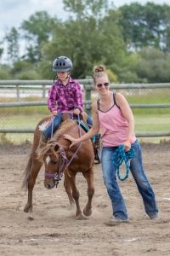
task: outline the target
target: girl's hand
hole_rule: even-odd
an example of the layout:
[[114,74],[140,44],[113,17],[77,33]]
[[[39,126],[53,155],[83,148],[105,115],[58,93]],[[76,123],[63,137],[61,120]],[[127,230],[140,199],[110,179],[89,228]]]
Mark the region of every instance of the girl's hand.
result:
[[80,109],[76,108],[73,111],[74,113],[79,114],[80,113]]
[[56,115],[58,115],[58,112],[57,112],[57,110],[54,110],[54,111],[53,112],[53,115],[54,115],[54,116],[56,116]]
[[125,152],[129,151],[129,149],[131,148],[131,143],[128,141],[124,142],[124,150]]
[[75,144],[76,144],[78,142],[77,142],[77,139],[75,139],[74,137],[71,137],[70,135],[68,134],[64,134],[63,135],[63,137],[66,140],[69,140],[71,142],[71,144],[70,146],[70,148],[71,148],[72,146],[74,146]]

....

• _Task instructions_
Transcribe every one of the lines above without alteration, omitting the picture.

• _Result_
task: outline the target
target: girl's hand
hole_rule: even-odd
an example of the layout:
[[114,74],[140,44],[113,17],[77,33]]
[[[39,126],[53,155],[83,148],[105,115],[58,93]],[[76,123],[63,137],[61,120]],[[127,230],[140,199],[110,179],[89,228]]]
Mark the region of every instance of the girl's hand.
result:
[[80,109],[76,108],[73,111],[74,113],[79,114],[80,113]]
[[56,115],[58,115],[58,112],[57,112],[57,110],[54,110],[54,111],[53,112],[53,115],[54,115],[54,116],[56,116]]
[[125,152],[129,151],[129,149],[131,148],[131,143],[128,141],[124,142],[124,150]]
[[75,144],[76,144],[78,142],[77,142],[77,139],[75,139],[74,137],[71,137],[70,135],[68,134],[64,134],[63,135],[63,137],[66,140],[69,140],[71,142],[71,144],[70,146],[70,148],[71,148],[72,146],[74,146]]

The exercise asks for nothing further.